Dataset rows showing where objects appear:
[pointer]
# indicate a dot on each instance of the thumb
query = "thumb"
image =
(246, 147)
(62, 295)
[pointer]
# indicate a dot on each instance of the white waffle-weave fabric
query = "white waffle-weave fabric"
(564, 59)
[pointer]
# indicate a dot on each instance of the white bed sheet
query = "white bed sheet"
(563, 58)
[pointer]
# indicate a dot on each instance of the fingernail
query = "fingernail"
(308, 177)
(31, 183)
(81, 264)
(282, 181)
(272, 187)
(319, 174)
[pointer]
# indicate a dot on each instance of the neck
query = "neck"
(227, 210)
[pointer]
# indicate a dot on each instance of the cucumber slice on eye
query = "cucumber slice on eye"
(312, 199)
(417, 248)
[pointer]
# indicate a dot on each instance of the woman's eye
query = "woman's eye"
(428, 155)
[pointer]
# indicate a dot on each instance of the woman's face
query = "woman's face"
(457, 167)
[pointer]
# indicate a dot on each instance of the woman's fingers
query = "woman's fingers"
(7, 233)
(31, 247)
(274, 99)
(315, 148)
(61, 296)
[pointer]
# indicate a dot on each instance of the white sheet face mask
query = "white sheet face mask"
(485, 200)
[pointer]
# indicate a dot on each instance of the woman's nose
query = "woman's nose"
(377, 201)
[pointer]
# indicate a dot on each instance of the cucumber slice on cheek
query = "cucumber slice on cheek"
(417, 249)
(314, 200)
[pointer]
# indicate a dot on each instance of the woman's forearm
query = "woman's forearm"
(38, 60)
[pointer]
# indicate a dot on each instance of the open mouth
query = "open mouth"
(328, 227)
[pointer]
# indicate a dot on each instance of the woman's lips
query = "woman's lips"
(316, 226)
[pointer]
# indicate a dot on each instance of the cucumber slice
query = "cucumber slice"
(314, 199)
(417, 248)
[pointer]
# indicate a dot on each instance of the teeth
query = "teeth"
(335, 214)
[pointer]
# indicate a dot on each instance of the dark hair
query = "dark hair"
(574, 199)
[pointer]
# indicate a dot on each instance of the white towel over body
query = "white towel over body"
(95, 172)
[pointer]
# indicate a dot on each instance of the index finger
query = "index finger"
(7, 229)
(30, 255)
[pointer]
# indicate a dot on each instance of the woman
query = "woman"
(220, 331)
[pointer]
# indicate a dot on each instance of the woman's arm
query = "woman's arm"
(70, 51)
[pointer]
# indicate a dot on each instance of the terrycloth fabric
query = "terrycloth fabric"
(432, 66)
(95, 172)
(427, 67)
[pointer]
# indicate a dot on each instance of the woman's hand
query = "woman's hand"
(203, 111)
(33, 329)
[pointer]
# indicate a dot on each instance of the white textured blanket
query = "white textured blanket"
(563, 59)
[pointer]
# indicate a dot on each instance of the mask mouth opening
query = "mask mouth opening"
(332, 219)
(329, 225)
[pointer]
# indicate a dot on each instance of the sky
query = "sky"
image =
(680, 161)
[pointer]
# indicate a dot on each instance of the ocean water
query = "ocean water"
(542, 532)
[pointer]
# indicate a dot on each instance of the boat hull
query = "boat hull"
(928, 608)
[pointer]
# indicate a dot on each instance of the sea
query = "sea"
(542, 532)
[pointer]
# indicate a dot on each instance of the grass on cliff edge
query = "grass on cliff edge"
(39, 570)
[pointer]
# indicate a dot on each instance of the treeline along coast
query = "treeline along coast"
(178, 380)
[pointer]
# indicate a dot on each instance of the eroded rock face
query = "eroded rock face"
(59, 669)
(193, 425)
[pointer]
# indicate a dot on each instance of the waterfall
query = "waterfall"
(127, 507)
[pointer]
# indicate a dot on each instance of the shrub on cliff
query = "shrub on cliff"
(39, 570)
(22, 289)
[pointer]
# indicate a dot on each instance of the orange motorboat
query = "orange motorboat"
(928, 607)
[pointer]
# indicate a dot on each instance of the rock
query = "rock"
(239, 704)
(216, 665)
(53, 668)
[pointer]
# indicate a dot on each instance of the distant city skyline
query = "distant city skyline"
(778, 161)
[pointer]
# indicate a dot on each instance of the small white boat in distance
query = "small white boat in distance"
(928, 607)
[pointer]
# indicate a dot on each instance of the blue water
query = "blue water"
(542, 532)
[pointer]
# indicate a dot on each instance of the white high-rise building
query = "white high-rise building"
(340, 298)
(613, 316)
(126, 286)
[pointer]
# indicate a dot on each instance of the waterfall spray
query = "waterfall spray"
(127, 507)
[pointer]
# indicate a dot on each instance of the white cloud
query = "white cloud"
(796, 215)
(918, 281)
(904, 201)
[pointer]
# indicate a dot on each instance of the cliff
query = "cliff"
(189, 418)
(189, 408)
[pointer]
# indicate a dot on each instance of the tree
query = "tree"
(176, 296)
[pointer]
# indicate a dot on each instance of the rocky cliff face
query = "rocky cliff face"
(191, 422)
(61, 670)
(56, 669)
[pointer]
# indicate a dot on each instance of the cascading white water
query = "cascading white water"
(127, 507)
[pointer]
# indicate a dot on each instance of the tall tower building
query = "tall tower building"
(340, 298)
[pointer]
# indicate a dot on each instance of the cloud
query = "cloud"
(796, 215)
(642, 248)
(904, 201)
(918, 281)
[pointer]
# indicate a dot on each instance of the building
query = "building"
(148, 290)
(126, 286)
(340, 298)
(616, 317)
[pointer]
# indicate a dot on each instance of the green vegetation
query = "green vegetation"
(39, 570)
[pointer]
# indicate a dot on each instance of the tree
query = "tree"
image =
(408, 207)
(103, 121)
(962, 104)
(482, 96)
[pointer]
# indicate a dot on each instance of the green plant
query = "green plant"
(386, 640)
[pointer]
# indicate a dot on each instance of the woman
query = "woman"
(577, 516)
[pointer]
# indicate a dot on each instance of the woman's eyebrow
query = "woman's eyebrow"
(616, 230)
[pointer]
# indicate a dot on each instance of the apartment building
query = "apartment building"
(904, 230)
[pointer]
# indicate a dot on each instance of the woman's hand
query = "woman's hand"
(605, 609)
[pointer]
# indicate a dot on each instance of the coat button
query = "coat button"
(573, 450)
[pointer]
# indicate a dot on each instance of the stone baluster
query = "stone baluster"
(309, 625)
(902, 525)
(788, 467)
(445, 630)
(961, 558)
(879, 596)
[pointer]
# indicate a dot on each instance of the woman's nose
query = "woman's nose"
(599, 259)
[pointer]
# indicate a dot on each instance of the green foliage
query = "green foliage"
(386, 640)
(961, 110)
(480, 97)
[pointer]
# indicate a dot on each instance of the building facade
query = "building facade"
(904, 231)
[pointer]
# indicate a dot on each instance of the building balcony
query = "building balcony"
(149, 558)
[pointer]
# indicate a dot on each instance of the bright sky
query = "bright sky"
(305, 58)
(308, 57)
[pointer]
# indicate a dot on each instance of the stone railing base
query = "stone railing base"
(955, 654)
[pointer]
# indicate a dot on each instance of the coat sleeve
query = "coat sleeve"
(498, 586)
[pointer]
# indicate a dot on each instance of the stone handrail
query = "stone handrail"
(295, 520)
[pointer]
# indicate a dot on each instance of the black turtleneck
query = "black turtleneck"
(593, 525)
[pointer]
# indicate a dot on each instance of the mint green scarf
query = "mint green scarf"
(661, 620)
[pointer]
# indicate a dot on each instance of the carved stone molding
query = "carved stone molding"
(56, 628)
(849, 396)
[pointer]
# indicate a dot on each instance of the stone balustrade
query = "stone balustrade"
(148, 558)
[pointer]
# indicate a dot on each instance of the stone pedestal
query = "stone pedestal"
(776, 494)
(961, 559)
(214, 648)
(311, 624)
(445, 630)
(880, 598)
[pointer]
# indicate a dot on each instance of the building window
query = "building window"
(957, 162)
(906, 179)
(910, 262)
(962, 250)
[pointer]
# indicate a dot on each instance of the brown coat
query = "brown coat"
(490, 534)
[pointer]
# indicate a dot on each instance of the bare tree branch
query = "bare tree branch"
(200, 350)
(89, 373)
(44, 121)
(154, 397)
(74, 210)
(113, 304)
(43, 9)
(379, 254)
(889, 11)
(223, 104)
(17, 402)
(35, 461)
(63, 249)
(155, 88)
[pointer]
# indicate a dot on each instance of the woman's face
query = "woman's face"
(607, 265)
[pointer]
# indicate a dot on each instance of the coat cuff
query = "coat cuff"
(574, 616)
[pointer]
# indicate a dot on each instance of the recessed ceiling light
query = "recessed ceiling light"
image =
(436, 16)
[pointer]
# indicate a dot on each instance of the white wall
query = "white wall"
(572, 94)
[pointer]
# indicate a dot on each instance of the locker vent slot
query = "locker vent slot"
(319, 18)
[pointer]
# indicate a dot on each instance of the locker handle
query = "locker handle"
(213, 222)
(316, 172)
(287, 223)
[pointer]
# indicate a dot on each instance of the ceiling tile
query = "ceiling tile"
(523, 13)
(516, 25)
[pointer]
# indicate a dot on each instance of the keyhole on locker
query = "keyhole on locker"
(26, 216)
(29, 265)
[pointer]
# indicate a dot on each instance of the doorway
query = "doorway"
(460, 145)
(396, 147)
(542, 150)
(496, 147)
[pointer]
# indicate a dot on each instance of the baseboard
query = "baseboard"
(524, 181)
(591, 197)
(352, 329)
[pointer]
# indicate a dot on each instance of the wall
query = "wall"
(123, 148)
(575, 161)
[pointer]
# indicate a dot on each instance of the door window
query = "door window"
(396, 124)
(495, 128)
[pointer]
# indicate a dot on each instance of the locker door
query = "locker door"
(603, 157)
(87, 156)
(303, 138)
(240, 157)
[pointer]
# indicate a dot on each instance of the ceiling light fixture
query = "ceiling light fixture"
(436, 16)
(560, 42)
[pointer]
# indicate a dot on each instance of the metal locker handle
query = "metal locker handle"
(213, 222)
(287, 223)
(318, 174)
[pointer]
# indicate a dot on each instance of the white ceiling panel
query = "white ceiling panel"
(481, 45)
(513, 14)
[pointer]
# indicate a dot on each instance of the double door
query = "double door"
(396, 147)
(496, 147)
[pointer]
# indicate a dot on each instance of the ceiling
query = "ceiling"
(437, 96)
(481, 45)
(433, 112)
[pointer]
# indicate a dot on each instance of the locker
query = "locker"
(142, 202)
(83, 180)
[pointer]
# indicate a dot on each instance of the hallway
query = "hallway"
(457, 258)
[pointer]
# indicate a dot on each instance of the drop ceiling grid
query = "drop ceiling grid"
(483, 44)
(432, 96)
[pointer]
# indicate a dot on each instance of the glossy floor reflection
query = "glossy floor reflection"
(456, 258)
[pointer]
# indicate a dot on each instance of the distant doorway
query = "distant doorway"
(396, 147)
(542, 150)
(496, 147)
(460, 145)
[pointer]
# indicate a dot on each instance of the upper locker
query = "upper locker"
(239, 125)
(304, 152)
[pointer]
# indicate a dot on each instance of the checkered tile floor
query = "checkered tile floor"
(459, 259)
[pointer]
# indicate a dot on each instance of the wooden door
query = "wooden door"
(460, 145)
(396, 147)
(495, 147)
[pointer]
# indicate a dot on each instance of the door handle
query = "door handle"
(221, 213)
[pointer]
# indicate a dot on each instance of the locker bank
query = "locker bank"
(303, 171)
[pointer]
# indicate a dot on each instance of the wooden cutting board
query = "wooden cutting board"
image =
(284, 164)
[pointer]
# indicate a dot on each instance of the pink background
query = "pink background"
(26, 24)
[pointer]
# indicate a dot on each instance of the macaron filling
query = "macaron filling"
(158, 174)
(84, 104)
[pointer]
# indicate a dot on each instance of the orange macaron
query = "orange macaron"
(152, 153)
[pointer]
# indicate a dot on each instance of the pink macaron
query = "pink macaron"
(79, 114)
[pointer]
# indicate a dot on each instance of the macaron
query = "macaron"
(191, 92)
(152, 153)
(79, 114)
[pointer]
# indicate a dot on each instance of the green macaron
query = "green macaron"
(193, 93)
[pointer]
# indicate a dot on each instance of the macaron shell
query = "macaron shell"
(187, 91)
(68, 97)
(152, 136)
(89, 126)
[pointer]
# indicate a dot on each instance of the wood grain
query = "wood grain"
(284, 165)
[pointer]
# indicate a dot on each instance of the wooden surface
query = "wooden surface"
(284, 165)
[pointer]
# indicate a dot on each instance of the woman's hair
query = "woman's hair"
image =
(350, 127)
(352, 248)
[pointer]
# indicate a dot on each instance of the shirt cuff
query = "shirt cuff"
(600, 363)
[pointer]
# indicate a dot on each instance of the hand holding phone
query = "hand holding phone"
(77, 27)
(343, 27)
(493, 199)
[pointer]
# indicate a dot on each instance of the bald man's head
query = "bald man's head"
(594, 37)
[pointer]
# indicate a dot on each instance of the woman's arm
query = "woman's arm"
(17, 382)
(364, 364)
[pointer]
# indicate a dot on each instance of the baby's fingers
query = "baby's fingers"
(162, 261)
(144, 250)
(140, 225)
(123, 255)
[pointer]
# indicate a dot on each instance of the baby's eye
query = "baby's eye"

Exercise task
Show each line of the listing above that contains the word "button".

Solution to the problem
# indicate a dot on each instance of the coat button
query = "coat button"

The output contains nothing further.